Reproduce the screenwriter interview verbatim, beginning at the words "From that we" and stopping after the words "of your characters?".

# PASSAGE GIVEN
---*---

I then wrote a few teleplays. Mrs. Brown was
always going to be a play for the BBC until Miramax, in the shape
of Harvey Weinstein, came along and saw it at BAFTA in London and
bought it lock, stock and barrel. That’s really how I got into films.
Before that I was doing mini-series and stuff at the BBC and ITV.

MM: How did your involvement with Charlotte Gray come about?

JB: Douglas Rae, who is the head of Ecosse
Films, approached me. We had been talking about various projects
since Mrs. Brown but none of them had been quite right for
me to do. He said, ‘Have you read this book by Sebastian Faulks?’
and I said, ‘No.’ He said, ‘Read it, cause it’s still in galley
proof." I thought it was wonderful and that it had a great
shape for a film. That’s one of the things I’m learning: there are
books that adapt and books that don’t. I went with Douglas and his
producer to a meeting with Sebastian and his rather wonderful agent
and we auditioned, I guess you’d say. I talked about what I felt,
and they were charming and incredibly open to the ideas that we
had. That’s basically how we signed the deal with them.

MM: How do you approach the work?

JB: The way I work is that I read the book
a couple of times and then write a detailed treatment, usually of
about 30 pages. It’s not a scene-by-scene breakdown, but it’s close.
That performs the function of taking me away from the book so that
it doesn’t become too reverential. I don’t wish to divorce myself
from the book, but one of the things I’ve learned is that if you
are going to try and own something you, at some point as a screenwriter,
have to separate yourself from the source material to the extent
that you can own it. With a book as vividly realized as Charlotte
Gray
, certainly in psychological terms, it was very necessary.
From that we did some development work and then I basically went
away for three months and wrote my first draft on my own. Then we
approached directors, and we got Gill, after some hunting.

MM: Both Charlotte Gray and Mrs.
Brown have very rich characters. When you are writing, how do
you get into the minds of your characters?

JB: I think my friends would probably say-and
this is kind-that I have a rich fantasy life, by which I mean I
don’t have a lot of trouble escaping into other people’s worlds.

---*---

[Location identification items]
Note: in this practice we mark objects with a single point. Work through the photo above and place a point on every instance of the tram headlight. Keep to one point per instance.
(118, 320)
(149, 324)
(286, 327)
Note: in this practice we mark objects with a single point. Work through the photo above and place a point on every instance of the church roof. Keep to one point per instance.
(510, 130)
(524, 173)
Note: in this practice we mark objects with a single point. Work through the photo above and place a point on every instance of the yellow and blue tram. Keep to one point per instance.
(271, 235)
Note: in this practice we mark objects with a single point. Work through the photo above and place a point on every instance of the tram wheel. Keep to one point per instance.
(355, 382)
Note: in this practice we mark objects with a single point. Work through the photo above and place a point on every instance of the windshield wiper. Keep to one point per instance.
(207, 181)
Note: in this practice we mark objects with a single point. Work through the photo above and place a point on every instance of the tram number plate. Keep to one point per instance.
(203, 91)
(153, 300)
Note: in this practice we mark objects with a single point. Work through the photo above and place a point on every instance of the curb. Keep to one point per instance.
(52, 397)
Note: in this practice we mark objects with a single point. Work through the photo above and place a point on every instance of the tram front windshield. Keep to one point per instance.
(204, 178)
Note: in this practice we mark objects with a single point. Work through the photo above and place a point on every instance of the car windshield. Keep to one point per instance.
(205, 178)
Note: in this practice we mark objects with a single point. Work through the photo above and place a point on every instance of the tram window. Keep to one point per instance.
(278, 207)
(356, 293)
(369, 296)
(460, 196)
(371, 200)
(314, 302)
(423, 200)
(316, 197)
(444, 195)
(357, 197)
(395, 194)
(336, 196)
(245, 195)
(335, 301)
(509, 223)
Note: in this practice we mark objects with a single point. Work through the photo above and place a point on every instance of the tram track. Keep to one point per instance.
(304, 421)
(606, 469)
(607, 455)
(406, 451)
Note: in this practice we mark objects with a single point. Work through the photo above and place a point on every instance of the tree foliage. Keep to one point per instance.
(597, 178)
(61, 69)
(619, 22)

---*---

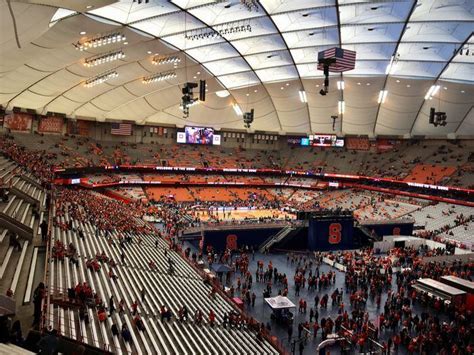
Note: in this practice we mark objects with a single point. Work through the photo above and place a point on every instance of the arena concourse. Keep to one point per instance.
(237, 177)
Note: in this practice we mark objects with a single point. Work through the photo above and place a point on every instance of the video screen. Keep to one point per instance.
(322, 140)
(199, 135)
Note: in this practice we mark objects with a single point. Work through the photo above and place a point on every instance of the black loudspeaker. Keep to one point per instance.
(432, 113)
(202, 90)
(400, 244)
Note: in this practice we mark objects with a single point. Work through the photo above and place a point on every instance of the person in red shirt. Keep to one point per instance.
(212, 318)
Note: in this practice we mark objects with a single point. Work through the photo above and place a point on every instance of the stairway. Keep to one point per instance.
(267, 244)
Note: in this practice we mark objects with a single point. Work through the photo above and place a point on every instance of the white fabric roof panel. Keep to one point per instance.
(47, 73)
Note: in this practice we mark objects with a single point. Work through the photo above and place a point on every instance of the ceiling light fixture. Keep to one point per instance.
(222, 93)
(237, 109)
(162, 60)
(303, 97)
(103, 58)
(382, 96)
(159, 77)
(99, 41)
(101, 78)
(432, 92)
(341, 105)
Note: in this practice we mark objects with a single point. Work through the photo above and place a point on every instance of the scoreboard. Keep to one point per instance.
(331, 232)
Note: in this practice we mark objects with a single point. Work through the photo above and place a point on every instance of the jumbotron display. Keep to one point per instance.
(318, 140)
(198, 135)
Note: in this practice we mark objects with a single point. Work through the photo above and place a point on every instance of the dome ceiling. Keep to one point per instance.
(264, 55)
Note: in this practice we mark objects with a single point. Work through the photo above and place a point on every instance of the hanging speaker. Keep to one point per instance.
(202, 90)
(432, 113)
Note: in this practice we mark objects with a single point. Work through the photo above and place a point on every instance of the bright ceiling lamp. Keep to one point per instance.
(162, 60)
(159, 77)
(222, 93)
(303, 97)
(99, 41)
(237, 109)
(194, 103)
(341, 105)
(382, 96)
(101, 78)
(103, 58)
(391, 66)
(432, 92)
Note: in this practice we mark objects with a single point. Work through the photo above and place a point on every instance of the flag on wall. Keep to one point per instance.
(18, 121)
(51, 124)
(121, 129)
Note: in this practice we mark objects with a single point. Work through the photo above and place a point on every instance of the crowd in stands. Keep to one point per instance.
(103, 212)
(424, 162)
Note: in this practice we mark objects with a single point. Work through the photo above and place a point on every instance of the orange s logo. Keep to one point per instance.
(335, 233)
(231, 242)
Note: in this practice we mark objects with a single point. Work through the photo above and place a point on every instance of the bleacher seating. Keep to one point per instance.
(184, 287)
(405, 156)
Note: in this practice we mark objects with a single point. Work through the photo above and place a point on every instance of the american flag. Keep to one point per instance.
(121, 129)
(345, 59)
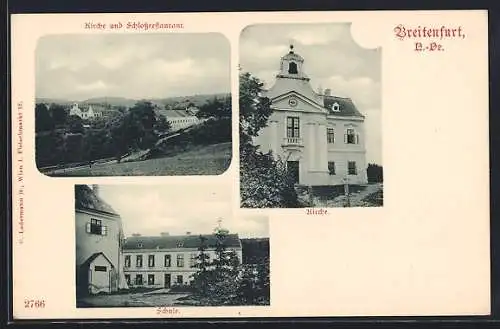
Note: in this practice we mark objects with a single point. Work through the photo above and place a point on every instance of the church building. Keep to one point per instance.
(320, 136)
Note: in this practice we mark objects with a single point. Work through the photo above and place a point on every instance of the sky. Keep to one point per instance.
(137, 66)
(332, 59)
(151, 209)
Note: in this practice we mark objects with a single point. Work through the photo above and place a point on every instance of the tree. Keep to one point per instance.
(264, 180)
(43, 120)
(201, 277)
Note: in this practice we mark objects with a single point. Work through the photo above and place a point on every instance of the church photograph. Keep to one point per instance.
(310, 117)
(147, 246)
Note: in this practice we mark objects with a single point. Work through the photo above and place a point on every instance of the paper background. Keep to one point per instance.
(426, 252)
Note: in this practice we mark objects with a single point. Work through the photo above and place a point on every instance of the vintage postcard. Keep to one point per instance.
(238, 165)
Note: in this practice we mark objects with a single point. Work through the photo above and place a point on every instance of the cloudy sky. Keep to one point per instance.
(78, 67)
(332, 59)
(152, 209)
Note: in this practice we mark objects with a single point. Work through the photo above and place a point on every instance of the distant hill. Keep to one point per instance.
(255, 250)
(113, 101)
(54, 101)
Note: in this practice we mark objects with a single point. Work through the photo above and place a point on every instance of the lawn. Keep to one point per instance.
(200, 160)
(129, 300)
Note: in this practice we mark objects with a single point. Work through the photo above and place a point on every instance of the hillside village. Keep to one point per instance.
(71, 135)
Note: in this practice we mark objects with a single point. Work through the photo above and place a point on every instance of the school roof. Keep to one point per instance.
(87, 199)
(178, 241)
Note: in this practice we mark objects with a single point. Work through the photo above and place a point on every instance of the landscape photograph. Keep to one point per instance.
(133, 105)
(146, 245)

---*---

# EXPECTED OUTPUT
From that we did some development work and then I basically went
away for three months and wrote my first draft on my own. Then we
approached directors, and we got Gill, after some hunting.

MM: Both Charlotte Gray and Mrs.
Brown have very rich characters. When you are writing, how do
you get into the minds of your characters?